Your answer should be the number of lines in the listing that hold the string "hair", with no other words.

DATA FOR REVIEW —
----------------

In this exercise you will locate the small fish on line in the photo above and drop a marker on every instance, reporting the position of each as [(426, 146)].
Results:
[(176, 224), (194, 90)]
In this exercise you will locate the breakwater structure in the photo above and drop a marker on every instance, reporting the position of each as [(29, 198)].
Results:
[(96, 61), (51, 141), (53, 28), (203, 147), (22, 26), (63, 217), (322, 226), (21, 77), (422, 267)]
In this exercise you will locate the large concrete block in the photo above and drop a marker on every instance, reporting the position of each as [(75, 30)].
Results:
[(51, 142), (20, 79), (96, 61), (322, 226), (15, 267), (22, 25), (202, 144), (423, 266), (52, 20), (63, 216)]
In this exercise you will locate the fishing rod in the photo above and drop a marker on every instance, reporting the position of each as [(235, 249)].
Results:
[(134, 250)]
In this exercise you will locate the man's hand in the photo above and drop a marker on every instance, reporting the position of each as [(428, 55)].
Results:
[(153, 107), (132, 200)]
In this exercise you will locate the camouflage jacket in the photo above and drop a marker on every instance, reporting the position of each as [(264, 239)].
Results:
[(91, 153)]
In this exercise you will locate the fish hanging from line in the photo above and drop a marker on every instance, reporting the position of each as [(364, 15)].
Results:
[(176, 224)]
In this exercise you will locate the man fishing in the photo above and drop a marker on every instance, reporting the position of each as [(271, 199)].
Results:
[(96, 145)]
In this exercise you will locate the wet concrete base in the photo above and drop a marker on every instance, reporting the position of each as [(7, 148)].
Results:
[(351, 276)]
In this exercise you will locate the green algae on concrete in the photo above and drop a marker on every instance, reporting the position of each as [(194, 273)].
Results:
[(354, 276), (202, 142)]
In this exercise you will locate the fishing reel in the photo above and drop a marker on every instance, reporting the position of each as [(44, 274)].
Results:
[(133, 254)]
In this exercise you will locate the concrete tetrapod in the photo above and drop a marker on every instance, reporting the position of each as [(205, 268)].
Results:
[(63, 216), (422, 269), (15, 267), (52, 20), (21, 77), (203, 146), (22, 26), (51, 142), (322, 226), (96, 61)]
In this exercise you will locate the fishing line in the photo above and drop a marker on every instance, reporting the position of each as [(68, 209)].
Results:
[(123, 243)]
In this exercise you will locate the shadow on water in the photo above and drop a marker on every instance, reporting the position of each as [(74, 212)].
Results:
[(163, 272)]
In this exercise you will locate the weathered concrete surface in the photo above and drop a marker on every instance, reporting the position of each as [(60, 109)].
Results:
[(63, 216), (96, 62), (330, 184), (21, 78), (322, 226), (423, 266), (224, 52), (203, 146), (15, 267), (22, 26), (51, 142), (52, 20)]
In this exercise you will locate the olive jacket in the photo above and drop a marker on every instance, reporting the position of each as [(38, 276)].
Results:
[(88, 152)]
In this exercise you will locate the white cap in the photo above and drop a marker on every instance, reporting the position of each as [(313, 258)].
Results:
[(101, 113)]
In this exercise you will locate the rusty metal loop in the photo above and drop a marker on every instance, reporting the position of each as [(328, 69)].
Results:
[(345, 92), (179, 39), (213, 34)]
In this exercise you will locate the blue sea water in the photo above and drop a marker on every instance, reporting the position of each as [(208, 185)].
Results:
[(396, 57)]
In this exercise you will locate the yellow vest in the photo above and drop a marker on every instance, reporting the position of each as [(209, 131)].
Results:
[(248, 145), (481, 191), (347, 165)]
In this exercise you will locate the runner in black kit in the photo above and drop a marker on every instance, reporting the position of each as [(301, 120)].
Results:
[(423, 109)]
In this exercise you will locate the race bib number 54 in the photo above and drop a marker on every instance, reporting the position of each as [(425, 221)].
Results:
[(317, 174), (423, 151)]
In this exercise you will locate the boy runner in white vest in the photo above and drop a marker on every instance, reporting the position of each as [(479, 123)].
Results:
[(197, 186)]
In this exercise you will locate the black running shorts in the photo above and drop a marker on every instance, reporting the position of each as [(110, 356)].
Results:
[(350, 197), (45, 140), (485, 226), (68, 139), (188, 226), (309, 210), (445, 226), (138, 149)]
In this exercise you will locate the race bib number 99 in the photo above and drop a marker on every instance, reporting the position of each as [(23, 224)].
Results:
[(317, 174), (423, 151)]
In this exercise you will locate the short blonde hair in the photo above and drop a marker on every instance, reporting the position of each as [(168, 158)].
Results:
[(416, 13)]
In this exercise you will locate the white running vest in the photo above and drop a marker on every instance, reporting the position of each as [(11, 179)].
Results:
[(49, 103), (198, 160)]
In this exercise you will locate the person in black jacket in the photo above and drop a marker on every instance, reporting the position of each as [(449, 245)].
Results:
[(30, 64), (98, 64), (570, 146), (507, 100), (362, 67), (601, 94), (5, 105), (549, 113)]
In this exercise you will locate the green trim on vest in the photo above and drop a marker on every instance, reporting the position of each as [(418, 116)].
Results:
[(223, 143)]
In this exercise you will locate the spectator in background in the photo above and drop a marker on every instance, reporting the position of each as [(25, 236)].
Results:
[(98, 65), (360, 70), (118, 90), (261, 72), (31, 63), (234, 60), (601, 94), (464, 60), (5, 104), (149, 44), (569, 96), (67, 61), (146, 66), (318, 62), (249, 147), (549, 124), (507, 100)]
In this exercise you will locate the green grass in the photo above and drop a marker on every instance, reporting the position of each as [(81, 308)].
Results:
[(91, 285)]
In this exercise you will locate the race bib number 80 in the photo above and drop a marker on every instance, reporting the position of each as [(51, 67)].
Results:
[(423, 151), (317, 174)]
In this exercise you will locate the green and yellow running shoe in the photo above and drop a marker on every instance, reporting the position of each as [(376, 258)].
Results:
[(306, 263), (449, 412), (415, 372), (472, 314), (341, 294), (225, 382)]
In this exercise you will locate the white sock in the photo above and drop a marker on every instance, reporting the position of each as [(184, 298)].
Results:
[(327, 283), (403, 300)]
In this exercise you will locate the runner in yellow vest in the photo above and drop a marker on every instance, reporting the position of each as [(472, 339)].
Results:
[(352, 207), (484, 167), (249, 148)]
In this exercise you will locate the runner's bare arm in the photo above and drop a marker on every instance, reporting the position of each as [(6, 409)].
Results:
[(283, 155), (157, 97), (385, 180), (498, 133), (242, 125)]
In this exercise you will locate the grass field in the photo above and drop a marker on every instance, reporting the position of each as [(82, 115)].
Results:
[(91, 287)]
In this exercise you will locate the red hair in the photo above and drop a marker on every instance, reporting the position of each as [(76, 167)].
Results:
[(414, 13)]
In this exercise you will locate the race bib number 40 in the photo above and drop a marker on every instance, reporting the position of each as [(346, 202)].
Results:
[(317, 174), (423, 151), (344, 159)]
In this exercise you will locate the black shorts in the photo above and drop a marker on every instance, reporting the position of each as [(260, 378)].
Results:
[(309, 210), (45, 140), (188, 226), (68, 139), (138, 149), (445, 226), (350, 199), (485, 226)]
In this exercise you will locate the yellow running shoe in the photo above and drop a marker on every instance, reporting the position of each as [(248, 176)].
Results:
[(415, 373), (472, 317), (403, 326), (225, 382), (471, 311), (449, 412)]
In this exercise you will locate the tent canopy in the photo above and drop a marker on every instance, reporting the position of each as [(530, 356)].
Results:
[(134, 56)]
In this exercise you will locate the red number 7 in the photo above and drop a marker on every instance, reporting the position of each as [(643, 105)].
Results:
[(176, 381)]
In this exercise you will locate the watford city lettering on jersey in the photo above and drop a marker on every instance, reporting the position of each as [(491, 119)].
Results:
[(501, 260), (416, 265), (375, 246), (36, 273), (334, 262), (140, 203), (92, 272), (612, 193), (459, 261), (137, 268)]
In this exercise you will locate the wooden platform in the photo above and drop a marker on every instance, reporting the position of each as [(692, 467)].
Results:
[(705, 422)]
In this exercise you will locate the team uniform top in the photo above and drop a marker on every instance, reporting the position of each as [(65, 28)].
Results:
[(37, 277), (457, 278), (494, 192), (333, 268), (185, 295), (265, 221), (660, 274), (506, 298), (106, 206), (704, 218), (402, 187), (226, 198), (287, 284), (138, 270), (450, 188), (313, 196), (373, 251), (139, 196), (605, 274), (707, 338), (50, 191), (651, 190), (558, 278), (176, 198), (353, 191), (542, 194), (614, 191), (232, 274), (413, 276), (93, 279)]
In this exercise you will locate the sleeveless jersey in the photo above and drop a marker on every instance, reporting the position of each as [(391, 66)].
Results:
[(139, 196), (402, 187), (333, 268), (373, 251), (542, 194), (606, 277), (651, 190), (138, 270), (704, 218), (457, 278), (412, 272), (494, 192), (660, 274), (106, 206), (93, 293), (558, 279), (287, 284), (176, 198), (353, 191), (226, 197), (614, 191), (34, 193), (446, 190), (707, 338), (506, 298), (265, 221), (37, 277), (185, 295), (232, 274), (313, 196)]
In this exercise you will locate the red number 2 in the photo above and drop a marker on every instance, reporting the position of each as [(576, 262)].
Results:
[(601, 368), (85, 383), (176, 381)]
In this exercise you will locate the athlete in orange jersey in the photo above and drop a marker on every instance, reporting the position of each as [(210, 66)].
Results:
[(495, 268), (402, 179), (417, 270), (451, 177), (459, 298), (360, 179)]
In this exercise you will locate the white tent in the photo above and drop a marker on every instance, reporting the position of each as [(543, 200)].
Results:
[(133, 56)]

----------------

EXERCISE OUTPUT — 2